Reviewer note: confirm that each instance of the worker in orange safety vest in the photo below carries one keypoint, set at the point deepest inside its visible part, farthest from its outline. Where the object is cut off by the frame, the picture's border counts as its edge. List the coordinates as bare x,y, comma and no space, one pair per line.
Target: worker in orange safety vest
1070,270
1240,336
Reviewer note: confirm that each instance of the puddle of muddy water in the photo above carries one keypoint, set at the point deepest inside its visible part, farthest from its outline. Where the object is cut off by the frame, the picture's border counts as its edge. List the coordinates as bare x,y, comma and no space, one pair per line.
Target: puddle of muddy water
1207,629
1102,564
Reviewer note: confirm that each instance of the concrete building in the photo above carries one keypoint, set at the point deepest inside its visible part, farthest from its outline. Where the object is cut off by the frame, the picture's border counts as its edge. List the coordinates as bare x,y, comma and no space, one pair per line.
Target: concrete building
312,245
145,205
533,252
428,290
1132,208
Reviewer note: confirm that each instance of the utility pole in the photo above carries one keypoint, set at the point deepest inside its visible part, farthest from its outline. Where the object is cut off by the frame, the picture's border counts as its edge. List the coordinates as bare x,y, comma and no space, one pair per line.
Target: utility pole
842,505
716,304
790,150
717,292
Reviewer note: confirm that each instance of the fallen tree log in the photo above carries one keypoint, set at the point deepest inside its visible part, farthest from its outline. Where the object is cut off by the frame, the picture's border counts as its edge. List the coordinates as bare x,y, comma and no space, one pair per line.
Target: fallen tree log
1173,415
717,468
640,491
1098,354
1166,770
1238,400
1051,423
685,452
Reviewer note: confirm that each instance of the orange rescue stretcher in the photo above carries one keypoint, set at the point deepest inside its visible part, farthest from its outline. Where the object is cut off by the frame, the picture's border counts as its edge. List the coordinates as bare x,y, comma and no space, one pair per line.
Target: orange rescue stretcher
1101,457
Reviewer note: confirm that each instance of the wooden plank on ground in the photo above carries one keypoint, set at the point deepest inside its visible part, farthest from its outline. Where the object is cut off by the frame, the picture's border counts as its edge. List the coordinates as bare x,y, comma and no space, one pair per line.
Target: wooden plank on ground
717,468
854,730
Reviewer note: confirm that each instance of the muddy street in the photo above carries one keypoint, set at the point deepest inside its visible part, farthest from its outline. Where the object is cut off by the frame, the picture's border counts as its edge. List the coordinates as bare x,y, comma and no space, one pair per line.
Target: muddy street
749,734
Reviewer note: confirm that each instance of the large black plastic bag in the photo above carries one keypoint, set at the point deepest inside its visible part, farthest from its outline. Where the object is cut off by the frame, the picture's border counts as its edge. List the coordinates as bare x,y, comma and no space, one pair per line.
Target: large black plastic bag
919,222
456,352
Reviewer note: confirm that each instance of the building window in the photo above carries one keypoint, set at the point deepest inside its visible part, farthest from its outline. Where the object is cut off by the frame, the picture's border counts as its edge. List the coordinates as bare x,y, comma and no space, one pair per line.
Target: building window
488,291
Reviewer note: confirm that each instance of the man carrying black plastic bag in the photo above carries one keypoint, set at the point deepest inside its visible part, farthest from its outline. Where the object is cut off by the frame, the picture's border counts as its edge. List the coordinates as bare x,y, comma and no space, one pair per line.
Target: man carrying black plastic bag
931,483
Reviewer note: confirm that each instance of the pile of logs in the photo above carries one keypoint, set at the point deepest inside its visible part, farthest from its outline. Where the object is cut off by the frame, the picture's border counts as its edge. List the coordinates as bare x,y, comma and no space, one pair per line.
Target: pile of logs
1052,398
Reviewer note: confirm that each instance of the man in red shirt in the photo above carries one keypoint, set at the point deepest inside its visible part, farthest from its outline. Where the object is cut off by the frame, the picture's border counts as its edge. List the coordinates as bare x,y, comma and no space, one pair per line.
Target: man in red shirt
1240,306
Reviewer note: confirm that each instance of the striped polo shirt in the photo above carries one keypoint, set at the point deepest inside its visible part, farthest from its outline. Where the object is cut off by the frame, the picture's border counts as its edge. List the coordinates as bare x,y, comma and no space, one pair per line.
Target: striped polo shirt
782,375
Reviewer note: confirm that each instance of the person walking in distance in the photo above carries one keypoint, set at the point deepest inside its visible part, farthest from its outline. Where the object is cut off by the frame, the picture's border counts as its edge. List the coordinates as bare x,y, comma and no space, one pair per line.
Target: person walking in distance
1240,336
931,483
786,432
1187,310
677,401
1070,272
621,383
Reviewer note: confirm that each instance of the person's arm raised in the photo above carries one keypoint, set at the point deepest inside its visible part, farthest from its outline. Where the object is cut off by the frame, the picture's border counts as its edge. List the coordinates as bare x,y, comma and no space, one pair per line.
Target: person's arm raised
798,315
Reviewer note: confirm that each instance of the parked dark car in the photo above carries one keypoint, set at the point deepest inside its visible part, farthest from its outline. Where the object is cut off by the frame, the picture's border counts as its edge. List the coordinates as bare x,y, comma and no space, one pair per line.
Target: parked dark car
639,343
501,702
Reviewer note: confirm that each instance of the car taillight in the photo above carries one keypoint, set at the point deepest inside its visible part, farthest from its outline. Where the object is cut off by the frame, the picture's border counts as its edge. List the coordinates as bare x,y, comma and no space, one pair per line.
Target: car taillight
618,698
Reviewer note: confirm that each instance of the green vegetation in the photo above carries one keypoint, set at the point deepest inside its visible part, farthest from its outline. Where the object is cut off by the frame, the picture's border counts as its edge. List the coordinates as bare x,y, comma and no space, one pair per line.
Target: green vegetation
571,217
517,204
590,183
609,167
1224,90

Task prompt —
What are the exact lines from the beginning of the material through the line containing "Reviewer note: confirm that each instance of the utility"? Write out those lines alone.

Completed task —
Reviewer note: confirm that each instance of the worker in orange safety vest in the photo below carries one keypoint, set at the point deepest inside its visible part, farthest from its outline. Where the object is cut off by the frame, the picture's border counts as its edge. List the coordinates as bare x,y, comma and no space, one pair per line.
Target: worker in orange safety vest
1070,270
1240,336
Reviewer note: confirm that each instance of the puddle of muddy water in the photo above carries one keypoint, set at the point deepest inside its visible part, farthest from its outline. Where the object is cut off by the frame, the picture's border counts as its edge. List the coordinates as bare x,y, comma and no space, one pair per line.
Target: puddle of muddy water
1207,629
1102,564
Reviewer note: confirm that each instance of the concrete building in the photo above carries one keypoint, set at the point deepest inside its visible part, farthest from its outline. Where the object is cut off by the frame, the picture's border counts as its edge. List the coordinates as bare x,y, comma and no space, one pair per line.
Target: concrete building
312,245
145,205
533,252
428,290
1132,208
Reviewer note: confirm that each instance of the utility pole in the photo above carries one keypoint, set at the point deepest inside its visible part, farthest from its outline. Where the object is cut off by the frame, the picture's border counts as its edge. List the coordinates as bare x,y, comma and no space, one pair per line.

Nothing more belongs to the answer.